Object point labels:
▶

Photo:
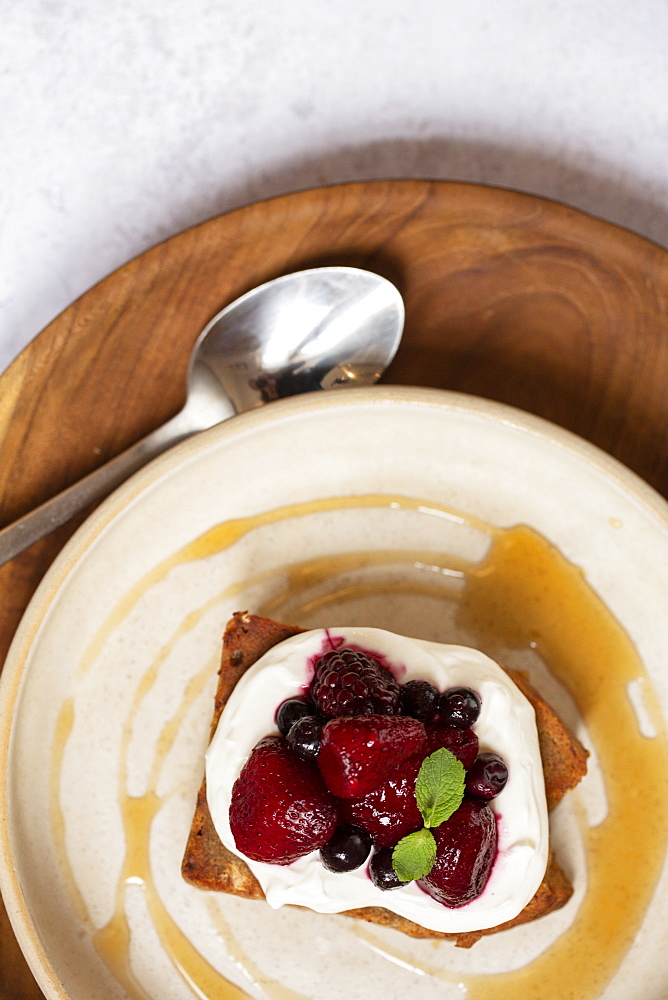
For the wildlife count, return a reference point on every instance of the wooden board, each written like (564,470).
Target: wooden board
(508,296)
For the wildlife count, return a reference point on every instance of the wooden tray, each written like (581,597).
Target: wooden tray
(508,296)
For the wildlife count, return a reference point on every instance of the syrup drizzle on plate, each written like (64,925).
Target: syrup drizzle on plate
(522,595)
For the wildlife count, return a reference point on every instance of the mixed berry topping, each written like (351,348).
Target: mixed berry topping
(366,769)
(350,682)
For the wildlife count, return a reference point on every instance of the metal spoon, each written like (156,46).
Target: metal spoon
(317,329)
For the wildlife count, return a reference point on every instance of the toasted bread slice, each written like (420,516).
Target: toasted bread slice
(209,865)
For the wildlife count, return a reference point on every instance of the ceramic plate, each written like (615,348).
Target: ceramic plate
(431,514)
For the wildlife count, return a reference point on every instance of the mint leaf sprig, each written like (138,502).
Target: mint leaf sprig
(439,791)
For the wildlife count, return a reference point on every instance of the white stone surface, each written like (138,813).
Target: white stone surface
(125,121)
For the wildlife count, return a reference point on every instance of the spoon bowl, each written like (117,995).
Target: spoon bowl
(321,328)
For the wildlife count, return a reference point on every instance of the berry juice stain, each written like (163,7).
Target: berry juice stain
(522,596)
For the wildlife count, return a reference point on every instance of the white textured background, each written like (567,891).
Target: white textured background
(125,121)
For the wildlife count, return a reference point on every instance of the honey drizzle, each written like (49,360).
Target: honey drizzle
(586,956)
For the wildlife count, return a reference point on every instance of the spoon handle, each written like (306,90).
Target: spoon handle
(94,487)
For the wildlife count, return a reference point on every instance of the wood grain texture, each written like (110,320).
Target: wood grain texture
(508,296)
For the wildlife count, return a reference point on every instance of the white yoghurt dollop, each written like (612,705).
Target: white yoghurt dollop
(506,725)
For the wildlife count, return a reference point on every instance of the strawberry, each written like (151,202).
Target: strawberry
(463,743)
(465,854)
(361,752)
(390,811)
(280,808)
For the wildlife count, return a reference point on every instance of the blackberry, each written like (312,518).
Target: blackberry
(381,872)
(487,776)
(348,849)
(290,710)
(305,736)
(349,682)
(459,707)
(419,699)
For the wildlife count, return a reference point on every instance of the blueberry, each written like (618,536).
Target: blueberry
(290,710)
(419,699)
(305,735)
(381,872)
(487,776)
(348,849)
(459,707)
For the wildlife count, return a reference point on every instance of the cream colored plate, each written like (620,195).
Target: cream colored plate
(110,679)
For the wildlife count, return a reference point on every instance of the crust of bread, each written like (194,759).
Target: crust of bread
(209,865)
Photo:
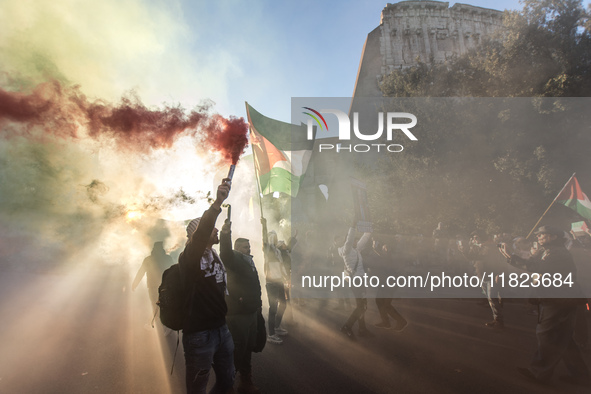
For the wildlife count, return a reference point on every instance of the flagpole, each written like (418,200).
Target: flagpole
(256,175)
(553,201)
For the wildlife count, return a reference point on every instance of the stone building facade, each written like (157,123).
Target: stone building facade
(429,31)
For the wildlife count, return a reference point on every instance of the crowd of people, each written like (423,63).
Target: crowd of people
(224,324)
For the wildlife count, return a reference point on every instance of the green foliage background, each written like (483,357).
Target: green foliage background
(502,179)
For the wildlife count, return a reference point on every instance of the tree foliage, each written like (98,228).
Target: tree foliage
(500,179)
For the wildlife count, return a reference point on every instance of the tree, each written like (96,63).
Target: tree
(503,176)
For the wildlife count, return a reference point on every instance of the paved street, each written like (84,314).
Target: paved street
(85,333)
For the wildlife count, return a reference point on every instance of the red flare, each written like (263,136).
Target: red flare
(62,111)
(229,137)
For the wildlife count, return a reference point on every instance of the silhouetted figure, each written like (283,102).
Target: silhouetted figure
(244,303)
(380,261)
(153,267)
(276,276)
(350,252)
(206,338)
(557,318)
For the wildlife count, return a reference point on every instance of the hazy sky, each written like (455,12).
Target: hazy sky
(185,51)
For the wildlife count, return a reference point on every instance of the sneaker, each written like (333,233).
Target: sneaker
(280,331)
(365,333)
(531,377)
(583,381)
(385,326)
(274,339)
(401,326)
(348,332)
(496,324)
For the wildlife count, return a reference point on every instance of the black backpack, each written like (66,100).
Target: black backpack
(172,299)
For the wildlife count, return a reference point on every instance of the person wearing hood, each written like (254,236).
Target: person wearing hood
(557,316)
(276,276)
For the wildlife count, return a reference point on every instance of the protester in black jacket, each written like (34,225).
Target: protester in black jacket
(206,338)
(558,310)
(244,303)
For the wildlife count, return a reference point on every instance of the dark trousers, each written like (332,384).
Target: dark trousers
(243,328)
(386,309)
(358,314)
(277,304)
(204,349)
(556,325)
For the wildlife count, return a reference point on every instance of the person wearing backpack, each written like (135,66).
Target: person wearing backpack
(206,338)
(244,304)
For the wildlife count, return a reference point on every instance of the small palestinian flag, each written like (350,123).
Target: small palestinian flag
(281,153)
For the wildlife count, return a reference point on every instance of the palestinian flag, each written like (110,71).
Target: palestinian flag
(281,153)
(573,197)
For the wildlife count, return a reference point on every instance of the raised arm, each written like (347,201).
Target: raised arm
(226,252)
(190,259)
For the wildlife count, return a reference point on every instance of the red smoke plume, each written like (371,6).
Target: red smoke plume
(63,111)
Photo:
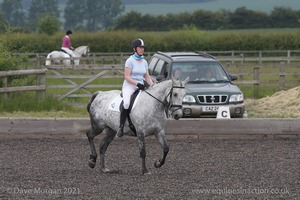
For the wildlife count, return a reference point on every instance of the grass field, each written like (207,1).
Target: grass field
(258,5)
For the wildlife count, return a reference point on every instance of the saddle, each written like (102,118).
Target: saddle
(65,52)
(132,99)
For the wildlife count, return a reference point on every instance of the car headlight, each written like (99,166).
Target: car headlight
(189,99)
(236,98)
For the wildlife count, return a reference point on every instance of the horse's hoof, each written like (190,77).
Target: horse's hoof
(157,164)
(146,173)
(92,164)
(105,170)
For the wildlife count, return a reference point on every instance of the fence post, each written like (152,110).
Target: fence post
(40,78)
(4,82)
(260,56)
(232,56)
(281,77)
(256,82)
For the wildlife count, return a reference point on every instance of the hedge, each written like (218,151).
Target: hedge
(184,40)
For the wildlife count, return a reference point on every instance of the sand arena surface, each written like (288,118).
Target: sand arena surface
(56,168)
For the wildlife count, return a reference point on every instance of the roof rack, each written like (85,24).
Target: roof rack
(205,54)
(197,53)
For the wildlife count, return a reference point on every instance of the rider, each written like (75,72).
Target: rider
(66,44)
(135,72)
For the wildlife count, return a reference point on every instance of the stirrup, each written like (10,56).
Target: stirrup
(120,132)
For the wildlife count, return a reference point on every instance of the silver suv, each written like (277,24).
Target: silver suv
(209,86)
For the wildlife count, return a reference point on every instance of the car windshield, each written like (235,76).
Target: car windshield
(200,72)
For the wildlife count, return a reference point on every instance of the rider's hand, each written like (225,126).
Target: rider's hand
(140,86)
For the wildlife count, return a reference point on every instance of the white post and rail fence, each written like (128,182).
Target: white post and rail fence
(278,69)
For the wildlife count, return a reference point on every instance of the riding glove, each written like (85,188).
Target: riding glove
(140,86)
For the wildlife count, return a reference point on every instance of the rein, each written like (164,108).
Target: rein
(168,105)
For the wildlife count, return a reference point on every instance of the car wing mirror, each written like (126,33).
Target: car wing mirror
(160,77)
(233,77)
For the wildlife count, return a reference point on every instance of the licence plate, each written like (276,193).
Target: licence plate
(210,109)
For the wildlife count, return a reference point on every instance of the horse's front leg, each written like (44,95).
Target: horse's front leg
(141,139)
(162,139)
(103,147)
(93,157)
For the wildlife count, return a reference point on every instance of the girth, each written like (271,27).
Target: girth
(132,99)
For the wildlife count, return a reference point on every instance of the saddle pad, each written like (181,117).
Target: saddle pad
(114,105)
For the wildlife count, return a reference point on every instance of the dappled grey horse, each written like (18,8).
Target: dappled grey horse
(56,56)
(149,117)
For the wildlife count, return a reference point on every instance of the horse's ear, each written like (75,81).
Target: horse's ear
(186,80)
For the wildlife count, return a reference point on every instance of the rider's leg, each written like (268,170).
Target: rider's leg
(123,117)
(127,90)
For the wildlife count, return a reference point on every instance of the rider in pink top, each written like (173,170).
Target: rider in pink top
(66,44)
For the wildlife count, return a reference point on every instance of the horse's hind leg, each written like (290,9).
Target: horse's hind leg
(110,135)
(162,139)
(93,157)
(141,139)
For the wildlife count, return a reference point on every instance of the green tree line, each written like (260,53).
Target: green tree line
(181,40)
(89,15)
(241,18)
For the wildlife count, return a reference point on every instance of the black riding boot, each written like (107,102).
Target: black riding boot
(123,117)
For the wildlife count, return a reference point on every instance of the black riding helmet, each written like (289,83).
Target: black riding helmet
(68,32)
(137,43)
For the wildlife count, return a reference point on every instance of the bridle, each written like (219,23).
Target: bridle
(166,104)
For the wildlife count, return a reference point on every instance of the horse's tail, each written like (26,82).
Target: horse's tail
(48,62)
(91,101)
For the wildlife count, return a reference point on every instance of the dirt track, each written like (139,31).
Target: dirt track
(51,168)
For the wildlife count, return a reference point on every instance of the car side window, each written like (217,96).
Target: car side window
(158,70)
(152,65)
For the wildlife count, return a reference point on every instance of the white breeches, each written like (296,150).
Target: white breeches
(69,51)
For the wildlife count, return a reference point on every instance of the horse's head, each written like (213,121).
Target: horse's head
(177,94)
(82,50)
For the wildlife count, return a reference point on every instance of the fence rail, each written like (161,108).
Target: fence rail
(253,68)
(40,86)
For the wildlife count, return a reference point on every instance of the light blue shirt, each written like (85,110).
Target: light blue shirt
(138,69)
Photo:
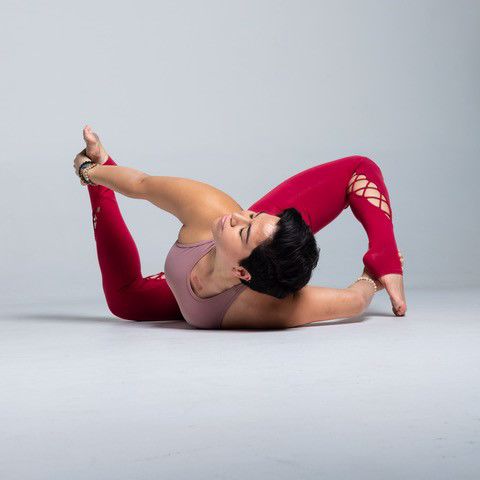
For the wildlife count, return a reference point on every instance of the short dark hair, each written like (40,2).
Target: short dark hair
(283,264)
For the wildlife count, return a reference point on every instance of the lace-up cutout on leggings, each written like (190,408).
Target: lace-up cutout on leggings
(319,193)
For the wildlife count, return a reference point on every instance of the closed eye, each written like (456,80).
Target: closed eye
(242,229)
(250,227)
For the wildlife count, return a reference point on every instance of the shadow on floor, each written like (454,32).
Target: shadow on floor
(62,317)
(175,324)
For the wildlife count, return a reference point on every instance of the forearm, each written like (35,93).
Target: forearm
(124,180)
(365,290)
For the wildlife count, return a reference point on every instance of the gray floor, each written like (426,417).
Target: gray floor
(85,395)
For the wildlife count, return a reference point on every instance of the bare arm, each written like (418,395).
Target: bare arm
(124,180)
(315,304)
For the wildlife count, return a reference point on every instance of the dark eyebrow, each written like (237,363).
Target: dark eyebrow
(250,227)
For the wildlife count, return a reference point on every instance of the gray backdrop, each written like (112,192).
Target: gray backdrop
(239,94)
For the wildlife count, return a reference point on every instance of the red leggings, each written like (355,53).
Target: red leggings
(319,193)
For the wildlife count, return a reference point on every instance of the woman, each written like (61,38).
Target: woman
(222,249)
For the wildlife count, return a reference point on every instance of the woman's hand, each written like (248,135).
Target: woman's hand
(78,160)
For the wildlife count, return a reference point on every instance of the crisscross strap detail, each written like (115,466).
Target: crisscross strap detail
(365,188)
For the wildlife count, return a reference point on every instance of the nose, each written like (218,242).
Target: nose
(237,217)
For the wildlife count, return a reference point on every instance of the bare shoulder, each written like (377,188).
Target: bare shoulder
(254,310)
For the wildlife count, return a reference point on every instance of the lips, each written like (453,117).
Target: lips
(224,219)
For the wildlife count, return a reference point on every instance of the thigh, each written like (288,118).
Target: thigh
(148,298)
(318,193)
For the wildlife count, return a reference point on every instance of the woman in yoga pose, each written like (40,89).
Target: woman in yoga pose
(237,268)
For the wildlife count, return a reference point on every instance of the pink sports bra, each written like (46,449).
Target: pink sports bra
(198,312)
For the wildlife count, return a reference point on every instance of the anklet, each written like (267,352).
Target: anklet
(368,280)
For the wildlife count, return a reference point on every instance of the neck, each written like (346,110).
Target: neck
(209,278)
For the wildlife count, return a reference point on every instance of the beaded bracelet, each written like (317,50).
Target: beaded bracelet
(368,280)
(82,172)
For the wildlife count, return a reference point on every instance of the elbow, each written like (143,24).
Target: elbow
(139,187)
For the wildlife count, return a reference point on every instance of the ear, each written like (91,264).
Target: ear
(241,272)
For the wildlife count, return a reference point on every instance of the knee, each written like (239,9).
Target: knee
(368,163)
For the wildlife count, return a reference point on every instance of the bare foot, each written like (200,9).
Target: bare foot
(95,151)
(393,283)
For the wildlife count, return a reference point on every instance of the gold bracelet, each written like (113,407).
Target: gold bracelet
(86,177)
(368,280)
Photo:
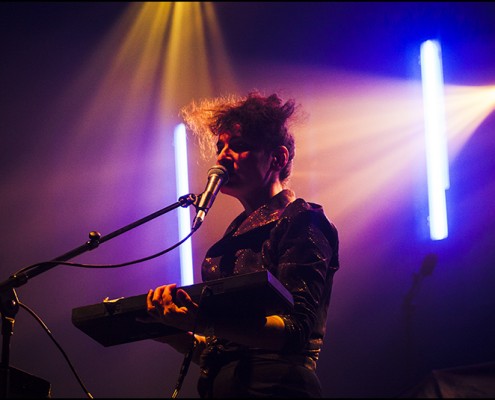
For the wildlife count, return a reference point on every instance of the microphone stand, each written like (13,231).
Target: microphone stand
(9,303)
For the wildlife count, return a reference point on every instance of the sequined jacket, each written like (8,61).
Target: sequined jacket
(294,240)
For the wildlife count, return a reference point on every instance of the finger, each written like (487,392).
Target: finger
(184,299)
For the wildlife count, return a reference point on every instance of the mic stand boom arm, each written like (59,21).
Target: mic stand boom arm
(9,304)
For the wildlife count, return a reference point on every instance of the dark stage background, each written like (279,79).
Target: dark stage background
(86,144)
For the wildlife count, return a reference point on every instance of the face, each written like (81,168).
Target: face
(248,166)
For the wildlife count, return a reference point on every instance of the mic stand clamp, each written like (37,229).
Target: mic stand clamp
(9,303)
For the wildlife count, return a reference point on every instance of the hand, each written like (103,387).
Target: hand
(172,306)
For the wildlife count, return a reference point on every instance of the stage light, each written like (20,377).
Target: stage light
(182,184)
(435,138)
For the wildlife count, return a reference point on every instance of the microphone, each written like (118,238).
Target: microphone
(217,176)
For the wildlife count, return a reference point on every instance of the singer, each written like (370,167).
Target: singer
(275,356)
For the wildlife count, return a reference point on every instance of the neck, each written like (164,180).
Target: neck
(255,201)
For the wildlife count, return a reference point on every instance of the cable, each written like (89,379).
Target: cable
(73,264)
(45,328)
(189,355)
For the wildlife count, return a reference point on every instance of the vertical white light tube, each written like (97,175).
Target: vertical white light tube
(182,184)
(437,163)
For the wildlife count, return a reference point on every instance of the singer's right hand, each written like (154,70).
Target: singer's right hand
(171,306)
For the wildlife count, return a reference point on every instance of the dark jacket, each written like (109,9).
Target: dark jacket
(294,240)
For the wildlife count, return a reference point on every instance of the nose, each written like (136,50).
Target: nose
(224,154)
(225,159)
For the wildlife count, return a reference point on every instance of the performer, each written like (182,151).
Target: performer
(275,356)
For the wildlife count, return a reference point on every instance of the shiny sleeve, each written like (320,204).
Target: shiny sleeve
(304,255)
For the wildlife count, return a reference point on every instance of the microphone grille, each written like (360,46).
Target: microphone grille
(219,170)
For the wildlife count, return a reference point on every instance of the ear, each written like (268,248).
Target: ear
(280,158)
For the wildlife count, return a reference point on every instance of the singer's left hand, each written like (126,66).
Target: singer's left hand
(172,306)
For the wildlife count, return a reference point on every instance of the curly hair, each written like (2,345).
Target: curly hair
(263,119)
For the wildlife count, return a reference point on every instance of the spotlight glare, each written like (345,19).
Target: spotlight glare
(435,138)
(182,185)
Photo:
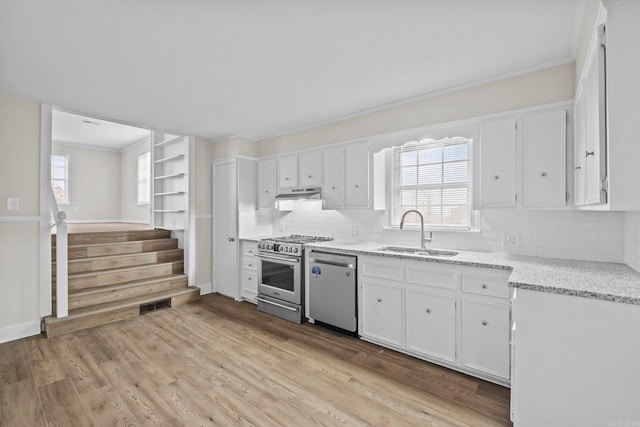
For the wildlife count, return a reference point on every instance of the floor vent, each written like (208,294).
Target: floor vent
(156,305)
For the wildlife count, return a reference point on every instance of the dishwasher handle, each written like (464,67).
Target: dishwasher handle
(337,264)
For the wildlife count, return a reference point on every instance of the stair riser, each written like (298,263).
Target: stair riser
(119,249)
(132,260)
(104,279)
(55,327)
(113,237)
(123,294)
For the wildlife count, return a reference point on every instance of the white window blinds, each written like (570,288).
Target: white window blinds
(432,177)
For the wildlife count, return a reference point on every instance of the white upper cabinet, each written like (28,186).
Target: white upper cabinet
(544,144)
(334,178)
(310,169)
(358,175)
(300,170)
(498,163)
(267,183)
(288,171)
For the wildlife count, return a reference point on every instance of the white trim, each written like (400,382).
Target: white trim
(21,330)
(207,216)
(4,219)
(45,298)
(425,96)
(205,288)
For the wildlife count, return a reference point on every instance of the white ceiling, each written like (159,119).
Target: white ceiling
(81,130)
(258,68)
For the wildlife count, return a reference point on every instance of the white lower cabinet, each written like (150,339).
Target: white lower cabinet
(485,337)
(454,315)
(382,312)
(431,324)
(249,270)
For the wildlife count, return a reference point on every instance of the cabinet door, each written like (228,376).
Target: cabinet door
(334,178)
(382,312)
(266,183)
(594,153)
(288,171)
(431,324)
(485,337)
(545,137)
(498,163)
(579,166)
(310,169)
(358,175)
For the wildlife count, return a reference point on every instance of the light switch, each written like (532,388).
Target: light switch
(13,203)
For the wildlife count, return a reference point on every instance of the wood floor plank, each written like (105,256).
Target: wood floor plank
(221,362)
(106,408)
(20,405)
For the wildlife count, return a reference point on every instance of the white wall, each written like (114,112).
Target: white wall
(537,88)
(94,186)
(19,230)
(596,236)
(130,211)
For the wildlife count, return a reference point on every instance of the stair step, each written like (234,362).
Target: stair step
(84,265)
(88,317)
(99,278)
(113,236)
(118,248)
(123,291)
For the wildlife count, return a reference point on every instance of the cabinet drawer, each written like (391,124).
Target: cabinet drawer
(482,285)
(383,270)
(249,263)
(424,275)
(249,248)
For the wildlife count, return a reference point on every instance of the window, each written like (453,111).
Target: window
(144,178)
(60,177)
(432,177)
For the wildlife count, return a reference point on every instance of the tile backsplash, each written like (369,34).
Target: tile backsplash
(596,236)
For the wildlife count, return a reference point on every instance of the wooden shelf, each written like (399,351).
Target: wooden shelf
(169,141)
(173,175)
(169,159)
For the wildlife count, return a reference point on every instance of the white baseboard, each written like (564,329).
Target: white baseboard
(22,330)
(205,288)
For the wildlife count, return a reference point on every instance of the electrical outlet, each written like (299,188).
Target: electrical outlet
(13,203)
(510,240)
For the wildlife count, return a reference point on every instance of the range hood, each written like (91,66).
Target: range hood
(312,193)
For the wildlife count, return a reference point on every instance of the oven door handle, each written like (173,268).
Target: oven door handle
(276,304)
(277,258)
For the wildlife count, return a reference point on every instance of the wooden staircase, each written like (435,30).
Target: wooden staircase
(116,275)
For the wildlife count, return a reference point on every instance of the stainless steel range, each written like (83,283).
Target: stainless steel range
(281,273)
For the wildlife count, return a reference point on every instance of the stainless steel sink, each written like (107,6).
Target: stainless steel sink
(417,251)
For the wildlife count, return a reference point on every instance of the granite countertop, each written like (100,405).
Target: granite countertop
(590,279)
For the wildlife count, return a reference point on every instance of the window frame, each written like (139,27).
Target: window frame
(141,179)
(67,190)
(393,218)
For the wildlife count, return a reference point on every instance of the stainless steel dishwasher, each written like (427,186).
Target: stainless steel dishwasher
(332,290)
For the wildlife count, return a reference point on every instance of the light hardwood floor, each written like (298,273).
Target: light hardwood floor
(220,362)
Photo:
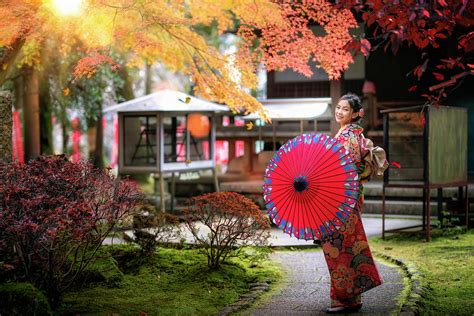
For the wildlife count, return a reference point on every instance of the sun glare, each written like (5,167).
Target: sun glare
(68,7)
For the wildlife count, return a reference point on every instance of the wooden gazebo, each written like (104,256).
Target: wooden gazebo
(166,132)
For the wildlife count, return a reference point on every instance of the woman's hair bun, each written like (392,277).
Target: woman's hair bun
(353,100)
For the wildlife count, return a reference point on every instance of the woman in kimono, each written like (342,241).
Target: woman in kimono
(347,253)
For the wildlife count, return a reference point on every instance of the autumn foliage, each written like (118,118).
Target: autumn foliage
(278,34)
(223,222)
(54,215)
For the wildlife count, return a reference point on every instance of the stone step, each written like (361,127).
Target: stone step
(374,189)
(403,207)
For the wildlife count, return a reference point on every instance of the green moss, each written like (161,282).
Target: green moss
(104,269)
(172,282)
(446,263)
(22,299)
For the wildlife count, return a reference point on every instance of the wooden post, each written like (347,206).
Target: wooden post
(173,191)
(162,192)
(31,114)
(466,206)
(383,211)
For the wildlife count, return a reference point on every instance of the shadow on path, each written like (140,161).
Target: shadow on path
(306,289)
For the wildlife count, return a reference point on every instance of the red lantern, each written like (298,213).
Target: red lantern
(198,125)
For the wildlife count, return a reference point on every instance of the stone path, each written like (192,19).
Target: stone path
(306,288)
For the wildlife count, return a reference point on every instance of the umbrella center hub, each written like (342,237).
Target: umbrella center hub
(300,184)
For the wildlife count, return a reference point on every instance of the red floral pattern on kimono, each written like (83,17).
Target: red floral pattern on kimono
(347,253)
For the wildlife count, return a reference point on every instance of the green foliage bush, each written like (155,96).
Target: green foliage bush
(22,299)
(103,270)
(223,223)
(152,227)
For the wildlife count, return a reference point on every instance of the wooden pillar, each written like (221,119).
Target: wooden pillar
(383,211)
(440,206)
(335,90)
(31,114)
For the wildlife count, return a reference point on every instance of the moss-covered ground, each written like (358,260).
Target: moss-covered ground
(172,282)
(447,263)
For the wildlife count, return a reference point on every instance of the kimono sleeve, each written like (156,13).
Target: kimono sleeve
(351,143)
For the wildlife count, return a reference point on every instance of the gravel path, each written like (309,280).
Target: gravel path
(306,289)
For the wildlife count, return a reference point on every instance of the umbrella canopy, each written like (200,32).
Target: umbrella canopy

◀

Reproduce exactly the lines from the one containing "written like (155,96)." through the last line of the records above, including both, and nothing else.

(Answer in full)
For the wildlife count, return a reference point on every instance of the green foliage bush, each written like (155,96).
Target: green foliage bush
(22,299)
(103,270)
(223,223)
(152,227)
For the wildlife count, return a reference point on every instance of the wooden pillar, each written like (221,119).
Target: wooden pillar
(383,211)
(440,206)
(335,90)
(31,114)
For the wildlife count, return a reference point on every instance of the moss-covered ground, each written like (358,260).
Target: moss-covered ground
(172,282)
(447,263)
For the wildlife count, return a reference point on every instance of the kimono sleeve, each written like (156,13).
Target: kimono sleeve
(351,143)
For the wildlife count, return a reference point on every instance of the gravel path, each written like (309,280).
Target: gravel path
(306,289)
For the wildlife count, return a reference point on every instance of the umbrella canopy, each written like (200,32).
Target: umbrella canopy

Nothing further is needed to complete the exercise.